WAT TE DOEN:
A. Beantwoord deze vragen over de tekst over Jan Breydel en Jan de Doper:
(i) Op welke dag brengen Vlamingen elk jaar hulde aan Jan Breydel?
(ii) In welk boek werd Jan Breydel voor het eerst officieel beschreven?
(iii) Met wie werd Jan de Doper uitgehuwelijkt?
B. Schrijf de tekst over Jan Breydel en Jan de Doper verder na de laatste zin.

BRONTEKST:
^^^^^^^^^^^^^^^^

Jan Breydel[bewerken]
Al meer dan zeven eeuwen lang brengen Vlamingen ieder jaar op 11 juli hulde aan Jan Breydel, de Brugse held van de Guldensporenslag (1302), daarbij niet gehinderd door het feit dat deze man pas voor het eerst officieel beschreven werd in "De Leeuw van Vlaanderen" van de XIXde-eeuwse schrijver Henri "Bring 'em Back Reading" Conscience. Letterkundig onderzoek heeft uitgewezen dat de schrijver een keuze gemaakt heeft uit talloze Janverhalen, en in de geest van het opkomende Vlaams-Nationalisme een duidelijke voorkeur had voor de avonturen die zich omstreeks de tijd van de Guldensporenslag afspeelden. De pre-Conscience huldeblijken waren hoogstwaarschijnlijk eveneens op deze verhalen geënt, maar bleven altijd officieus, en onder menig bewind zelfs illegaal. Pas na het verschijnen van het boek werden ze officieel, en eenmaal die stap gezet kon men niet anders dan deze avonturen legaliseren, ze aldus wegnemend uit het repertoire van de Johannes Universalis.
Jan de Doper[bewerken]
Jan de Doper, bijgenaamd "De rebel" (Jeruzalem 1 vóór C. - Aldaar 34 na C.) was het neefje van Jezus en het zwarte schaap van de familie. Zo gooide hij onder andere zijn oudere neef in de Jordaan, vermoedelijk uit jaloezie omdat Jezus niet Jan maar Piet had aangewezen als opvolger. Toen Piet uiteindelijk Jezus opvolgde, veroordeelde de sadistische eerste Paus Jan tot de dood, door hem uit te huwelijken aan Salome, de kleindochter van Herodes de Grote. Na de eerste huwelijksnacht, die vermoedelijk voornamelijk geanimeerd werd door een eindeloos predikende Jan, besloot de jongedame om van haar echtgenoot alleen dát lichaamsdeel te behouden dat goed functioneerde: zijn hoofd. Een wijd verspreide legende verhaalt hoe het hoofd meteen van Salome wegrolde, een gebeurtenis die enigszins werd vertekend toen, door slordige mondelinge overlevering, dat wegrollen "weghollen" werd, en ons is bijgebleven dankzij de uitdrukking "Iemand het hoofd op hol brengen".

^^^^^^^^^^^^^^^^

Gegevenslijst
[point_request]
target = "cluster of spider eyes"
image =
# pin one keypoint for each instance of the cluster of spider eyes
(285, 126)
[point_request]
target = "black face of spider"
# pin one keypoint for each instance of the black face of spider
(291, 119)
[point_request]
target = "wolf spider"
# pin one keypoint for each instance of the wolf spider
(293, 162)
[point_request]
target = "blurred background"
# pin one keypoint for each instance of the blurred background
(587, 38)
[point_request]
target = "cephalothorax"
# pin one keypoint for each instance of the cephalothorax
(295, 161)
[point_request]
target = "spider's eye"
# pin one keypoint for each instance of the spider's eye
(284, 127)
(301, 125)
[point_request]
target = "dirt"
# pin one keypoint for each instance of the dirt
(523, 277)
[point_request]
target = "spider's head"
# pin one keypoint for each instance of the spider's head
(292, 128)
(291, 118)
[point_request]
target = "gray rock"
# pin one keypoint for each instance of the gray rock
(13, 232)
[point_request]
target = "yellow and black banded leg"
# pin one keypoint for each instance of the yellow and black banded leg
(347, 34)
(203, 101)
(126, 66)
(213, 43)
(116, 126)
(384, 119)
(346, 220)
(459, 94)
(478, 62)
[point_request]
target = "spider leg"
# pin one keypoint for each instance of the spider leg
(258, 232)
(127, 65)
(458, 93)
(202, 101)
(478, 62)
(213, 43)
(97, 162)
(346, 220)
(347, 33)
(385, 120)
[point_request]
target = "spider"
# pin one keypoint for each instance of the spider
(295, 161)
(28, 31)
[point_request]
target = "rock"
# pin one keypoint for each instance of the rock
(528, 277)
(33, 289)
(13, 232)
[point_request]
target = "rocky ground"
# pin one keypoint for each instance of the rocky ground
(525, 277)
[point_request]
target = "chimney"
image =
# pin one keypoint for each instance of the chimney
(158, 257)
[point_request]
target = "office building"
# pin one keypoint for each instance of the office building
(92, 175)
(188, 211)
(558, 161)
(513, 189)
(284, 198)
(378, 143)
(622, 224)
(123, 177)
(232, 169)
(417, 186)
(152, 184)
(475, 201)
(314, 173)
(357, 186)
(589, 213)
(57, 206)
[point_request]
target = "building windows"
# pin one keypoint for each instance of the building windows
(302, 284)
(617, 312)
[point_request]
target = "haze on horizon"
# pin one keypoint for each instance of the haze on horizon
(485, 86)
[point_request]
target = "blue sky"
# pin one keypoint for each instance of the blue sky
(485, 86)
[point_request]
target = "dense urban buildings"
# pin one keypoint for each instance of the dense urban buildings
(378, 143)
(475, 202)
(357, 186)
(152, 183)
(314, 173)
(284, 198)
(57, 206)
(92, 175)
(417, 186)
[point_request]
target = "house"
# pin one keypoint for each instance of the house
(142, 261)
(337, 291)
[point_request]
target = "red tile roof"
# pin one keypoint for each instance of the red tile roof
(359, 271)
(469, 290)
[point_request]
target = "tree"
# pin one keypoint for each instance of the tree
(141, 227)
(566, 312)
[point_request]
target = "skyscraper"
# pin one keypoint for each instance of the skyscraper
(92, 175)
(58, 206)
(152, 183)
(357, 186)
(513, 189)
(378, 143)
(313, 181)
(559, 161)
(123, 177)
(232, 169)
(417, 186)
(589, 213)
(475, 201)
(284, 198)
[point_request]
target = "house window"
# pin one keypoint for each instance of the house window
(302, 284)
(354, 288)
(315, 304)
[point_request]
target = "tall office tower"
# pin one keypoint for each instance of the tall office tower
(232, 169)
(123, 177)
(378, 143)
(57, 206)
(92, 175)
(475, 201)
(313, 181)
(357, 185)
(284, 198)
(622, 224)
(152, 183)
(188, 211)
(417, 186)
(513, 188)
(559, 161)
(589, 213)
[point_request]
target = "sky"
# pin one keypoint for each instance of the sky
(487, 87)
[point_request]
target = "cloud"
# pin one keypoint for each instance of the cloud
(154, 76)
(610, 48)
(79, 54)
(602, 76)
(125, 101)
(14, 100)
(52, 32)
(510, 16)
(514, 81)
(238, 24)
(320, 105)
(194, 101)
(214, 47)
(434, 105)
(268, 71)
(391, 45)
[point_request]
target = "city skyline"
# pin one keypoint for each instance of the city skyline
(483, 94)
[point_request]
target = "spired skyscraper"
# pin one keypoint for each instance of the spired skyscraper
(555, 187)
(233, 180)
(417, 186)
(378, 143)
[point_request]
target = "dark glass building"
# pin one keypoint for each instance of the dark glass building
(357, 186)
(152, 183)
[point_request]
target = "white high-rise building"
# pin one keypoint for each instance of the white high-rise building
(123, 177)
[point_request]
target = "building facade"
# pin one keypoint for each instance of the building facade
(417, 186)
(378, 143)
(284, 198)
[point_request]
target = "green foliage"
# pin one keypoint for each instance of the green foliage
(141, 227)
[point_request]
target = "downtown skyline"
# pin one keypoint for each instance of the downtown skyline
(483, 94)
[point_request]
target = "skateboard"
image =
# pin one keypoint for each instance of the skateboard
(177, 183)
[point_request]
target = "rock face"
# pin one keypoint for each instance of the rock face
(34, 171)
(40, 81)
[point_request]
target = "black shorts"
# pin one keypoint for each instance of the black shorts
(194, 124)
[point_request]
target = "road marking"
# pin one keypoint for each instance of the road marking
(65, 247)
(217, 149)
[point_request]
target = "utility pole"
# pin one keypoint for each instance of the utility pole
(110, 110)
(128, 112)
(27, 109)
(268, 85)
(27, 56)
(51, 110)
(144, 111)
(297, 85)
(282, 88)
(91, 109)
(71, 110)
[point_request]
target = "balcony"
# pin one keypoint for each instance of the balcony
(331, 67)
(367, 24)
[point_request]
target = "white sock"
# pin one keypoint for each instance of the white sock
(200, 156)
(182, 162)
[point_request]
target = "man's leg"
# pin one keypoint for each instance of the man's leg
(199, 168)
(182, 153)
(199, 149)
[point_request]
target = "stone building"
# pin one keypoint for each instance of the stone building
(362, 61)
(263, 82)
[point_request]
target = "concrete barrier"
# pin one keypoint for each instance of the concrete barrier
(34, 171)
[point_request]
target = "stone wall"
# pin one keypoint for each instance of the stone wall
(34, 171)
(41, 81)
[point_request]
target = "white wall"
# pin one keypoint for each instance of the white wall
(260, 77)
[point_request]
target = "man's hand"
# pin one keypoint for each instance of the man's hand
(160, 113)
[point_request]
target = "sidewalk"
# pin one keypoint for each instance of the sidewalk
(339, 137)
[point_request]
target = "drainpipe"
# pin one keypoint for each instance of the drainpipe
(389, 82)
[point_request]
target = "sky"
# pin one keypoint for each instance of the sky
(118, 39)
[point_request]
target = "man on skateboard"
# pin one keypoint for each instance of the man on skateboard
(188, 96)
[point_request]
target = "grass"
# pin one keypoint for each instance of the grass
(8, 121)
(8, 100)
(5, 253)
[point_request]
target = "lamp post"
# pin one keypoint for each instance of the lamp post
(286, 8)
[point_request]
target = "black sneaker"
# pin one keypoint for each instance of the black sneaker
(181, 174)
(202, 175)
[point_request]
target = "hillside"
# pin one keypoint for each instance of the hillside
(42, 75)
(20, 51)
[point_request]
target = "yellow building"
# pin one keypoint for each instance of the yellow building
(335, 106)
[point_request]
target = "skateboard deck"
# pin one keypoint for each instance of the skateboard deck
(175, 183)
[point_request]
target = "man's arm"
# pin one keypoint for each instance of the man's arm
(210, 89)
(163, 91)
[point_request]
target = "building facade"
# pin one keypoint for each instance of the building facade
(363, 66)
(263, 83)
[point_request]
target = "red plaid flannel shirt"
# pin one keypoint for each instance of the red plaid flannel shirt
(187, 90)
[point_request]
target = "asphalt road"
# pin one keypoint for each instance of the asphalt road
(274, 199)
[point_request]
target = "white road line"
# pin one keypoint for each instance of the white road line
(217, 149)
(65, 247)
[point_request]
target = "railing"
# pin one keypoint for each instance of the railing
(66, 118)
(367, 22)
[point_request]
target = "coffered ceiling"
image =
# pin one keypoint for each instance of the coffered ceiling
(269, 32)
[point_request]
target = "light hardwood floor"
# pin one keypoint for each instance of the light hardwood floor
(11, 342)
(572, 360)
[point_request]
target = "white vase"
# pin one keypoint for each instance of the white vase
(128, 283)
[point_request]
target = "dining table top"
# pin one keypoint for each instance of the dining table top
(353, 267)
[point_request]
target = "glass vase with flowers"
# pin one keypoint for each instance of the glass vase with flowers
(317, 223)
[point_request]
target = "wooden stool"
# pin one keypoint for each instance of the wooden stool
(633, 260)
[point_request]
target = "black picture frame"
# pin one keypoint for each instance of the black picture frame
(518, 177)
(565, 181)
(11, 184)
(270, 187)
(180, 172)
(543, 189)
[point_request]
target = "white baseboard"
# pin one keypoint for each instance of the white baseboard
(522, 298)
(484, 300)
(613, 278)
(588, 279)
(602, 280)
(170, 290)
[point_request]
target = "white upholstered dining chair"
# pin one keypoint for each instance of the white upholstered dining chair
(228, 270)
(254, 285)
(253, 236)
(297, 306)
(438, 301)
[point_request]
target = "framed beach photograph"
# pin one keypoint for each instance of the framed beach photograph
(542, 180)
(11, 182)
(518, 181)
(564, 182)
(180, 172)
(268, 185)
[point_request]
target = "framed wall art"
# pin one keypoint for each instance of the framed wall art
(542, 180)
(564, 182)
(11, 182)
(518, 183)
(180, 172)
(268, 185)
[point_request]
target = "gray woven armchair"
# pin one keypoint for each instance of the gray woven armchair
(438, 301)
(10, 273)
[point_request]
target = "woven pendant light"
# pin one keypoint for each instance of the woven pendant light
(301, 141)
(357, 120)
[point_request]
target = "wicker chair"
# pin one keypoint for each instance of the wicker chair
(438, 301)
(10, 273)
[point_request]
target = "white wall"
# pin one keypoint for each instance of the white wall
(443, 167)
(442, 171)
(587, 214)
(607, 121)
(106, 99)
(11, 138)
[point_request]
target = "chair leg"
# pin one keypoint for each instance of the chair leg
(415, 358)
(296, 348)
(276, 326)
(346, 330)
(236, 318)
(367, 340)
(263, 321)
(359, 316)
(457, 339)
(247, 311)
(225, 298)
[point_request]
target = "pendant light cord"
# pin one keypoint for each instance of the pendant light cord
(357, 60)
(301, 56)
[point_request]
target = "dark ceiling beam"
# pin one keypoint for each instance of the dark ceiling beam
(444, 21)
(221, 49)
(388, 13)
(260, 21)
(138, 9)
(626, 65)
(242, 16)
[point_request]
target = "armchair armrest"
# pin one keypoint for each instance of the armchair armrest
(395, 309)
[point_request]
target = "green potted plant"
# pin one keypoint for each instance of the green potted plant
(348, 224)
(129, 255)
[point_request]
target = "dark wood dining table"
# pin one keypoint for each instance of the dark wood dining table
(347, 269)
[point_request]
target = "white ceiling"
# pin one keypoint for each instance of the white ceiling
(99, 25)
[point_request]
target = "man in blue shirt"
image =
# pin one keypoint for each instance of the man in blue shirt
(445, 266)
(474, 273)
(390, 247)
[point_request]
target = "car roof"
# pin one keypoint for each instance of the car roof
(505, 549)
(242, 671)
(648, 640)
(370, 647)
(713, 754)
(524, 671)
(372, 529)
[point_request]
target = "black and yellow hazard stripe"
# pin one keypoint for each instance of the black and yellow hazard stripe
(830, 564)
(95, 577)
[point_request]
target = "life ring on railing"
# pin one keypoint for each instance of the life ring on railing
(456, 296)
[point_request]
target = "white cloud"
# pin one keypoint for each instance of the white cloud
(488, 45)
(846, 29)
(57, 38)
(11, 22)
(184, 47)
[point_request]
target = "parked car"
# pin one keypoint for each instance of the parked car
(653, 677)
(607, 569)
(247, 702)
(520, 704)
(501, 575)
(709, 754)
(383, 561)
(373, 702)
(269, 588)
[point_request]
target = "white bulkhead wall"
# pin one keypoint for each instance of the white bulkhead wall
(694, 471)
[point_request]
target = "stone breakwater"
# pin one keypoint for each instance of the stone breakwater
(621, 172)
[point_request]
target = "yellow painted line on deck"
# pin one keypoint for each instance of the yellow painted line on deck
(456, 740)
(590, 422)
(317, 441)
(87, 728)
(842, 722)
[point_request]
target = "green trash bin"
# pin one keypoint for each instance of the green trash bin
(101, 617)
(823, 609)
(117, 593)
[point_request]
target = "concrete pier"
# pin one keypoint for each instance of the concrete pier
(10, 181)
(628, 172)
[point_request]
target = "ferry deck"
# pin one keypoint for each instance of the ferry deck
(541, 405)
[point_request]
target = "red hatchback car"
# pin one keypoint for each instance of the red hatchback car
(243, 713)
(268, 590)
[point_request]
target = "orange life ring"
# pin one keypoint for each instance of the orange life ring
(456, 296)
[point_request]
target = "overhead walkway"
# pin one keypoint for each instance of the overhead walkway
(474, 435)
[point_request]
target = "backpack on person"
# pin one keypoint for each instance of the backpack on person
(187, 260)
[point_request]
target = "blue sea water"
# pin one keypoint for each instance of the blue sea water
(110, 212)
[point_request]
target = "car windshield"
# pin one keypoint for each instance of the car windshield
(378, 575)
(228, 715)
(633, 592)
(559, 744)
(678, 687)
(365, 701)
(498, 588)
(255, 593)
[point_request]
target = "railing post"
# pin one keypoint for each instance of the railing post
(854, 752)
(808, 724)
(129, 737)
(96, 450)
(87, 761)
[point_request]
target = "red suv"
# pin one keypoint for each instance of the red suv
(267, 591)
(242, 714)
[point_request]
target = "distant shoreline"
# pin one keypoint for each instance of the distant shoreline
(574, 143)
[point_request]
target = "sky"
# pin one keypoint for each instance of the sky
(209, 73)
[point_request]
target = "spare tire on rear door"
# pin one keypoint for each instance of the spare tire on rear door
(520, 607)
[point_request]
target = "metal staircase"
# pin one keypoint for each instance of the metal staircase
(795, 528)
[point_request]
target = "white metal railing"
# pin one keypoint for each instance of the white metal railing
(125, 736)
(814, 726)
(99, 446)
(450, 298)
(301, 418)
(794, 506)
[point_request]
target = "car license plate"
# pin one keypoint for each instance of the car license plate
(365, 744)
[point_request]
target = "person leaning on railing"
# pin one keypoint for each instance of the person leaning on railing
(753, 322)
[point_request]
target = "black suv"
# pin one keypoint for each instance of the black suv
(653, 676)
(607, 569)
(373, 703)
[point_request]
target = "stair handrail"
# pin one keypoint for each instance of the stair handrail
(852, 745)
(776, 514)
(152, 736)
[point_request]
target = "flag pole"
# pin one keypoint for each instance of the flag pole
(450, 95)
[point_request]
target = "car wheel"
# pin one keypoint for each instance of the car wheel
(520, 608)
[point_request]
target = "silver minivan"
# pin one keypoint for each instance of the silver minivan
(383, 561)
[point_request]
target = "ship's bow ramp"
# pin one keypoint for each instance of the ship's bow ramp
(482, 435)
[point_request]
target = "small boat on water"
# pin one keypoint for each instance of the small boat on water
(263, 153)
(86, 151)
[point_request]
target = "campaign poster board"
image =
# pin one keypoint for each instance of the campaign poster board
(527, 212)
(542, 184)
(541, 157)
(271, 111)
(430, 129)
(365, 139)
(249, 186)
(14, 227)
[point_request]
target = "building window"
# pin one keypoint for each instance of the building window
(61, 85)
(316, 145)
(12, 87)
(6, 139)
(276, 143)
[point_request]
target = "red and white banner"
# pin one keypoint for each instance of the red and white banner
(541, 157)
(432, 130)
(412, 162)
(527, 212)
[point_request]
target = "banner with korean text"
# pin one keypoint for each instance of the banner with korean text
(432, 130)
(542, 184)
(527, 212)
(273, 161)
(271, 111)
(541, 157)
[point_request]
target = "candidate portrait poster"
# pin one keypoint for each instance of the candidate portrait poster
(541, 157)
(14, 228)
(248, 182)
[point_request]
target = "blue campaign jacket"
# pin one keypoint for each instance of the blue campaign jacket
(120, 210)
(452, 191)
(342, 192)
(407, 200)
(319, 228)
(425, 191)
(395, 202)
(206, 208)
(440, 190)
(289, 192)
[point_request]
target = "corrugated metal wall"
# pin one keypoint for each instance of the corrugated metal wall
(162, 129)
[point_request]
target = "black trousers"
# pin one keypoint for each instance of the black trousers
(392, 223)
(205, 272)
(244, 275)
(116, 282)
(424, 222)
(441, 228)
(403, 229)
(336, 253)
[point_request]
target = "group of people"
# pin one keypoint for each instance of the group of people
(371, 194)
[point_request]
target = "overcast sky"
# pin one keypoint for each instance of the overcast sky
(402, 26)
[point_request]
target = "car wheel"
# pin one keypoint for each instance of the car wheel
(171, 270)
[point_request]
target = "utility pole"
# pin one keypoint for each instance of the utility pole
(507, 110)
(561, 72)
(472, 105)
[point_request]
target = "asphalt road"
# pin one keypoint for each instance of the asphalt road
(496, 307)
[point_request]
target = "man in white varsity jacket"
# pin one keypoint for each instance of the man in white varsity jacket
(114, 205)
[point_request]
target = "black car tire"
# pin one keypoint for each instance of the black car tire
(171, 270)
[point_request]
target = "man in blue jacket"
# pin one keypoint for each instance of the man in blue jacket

^^^^^^^^^^^^^^^^

GESCHREVEN ANTWOORDEN:
A.
(i) Op 11 juli.
(ii) In "De Leeuw van Vlaanderen" van Henri Conscience.
(iii) Met Salome, de kleindochter van Herodes de Grote.

B.
Jan Dorie[bewerken]
De met Jan Dorie verbonden vertellingen hebben alle één zaak gemeen: de held wordt elke keer van iets beschuldigd, of aangeroepen wanneer iemand zich over iets verontwaardigt. Deze verhalen onderscheiden zich voorts van de andere door hun gebrek aan duidelijke clou, aangezien nog niemand het einde heeft vernomen van een met "Jan Dorie!" beginnend vertelsel. Het middendeel van een dergelijk verhaal is doorgaans ook aan de magere kant, wat deze cyclus tot de minst interessante maakt van het Johannes Universalis universum.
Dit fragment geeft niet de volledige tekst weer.